DOCUMENT TEXT —

Which way do they turn?

{ Sight }

When you use this multimedia exhibit…you’ll watch dots on a screen, which look like nine hollow, spinning spheres.

If you watch the spheres long enough, you can ‘will’ them to all change direction at the same time, or to spin in opposing directions.

The animation of the spinning spheres doesn’t actually change, it’s purely your perception of how they move and perceptual rivalry in your brain.

Do you have an indecisive brain?

As you watch the dotty spheres spinning, you’ll see them switch and spin in different directions.

When you see something that could be interpreted two different ways, your brain’s visual system ‘flips’ each interpretation back and forth, because it can only handle one interpretation at a time. This is called perceptual rivalry.

Perceptual rivalry techniques are sometimes used in art works and illusions like impossible objects.

Even artists like Salvador Dali took advantage of our perceptual rivalry.

Look at his painting Market with the Disappearing Bust of Voltaire.

TO DO —
Print the passage of the perceptual rivalry text from "The animation of" to "an indecisive brain?", inclusive, word for word.

ENTRIES SUPPLIED —
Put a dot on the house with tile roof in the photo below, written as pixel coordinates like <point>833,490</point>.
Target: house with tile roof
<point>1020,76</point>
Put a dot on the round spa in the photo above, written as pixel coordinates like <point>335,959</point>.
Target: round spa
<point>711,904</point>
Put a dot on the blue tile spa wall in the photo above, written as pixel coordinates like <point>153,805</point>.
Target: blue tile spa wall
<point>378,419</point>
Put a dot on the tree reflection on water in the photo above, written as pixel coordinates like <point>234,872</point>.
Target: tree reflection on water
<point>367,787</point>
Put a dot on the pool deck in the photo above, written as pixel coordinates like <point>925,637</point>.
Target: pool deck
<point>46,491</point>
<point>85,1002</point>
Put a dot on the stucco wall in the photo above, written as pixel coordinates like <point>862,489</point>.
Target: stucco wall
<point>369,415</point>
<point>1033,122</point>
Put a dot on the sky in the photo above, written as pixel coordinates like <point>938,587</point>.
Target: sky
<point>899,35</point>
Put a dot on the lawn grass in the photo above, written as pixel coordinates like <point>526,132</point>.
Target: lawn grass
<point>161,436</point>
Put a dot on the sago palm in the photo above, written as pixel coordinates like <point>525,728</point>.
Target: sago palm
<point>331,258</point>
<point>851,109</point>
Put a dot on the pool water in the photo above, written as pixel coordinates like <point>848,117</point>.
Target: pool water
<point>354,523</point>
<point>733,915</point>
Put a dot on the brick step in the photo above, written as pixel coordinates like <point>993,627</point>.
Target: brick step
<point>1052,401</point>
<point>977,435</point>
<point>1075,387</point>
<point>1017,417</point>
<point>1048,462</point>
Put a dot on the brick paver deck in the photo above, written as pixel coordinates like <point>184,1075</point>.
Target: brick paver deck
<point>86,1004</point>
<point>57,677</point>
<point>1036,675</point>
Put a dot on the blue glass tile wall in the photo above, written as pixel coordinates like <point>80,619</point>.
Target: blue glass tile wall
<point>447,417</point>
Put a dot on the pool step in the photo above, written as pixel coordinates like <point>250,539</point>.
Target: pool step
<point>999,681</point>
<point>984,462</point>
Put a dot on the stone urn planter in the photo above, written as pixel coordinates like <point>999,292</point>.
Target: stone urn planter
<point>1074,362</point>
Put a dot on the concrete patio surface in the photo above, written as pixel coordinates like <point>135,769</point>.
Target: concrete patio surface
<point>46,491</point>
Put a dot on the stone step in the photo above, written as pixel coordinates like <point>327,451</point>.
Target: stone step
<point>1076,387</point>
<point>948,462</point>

EXERCISE ANSWER —
The animation of the spinning spheres doesn’t actually change, it’s purely your perception of how they move and perceptual rivalry in your brain.

Do you have an indecisive brain?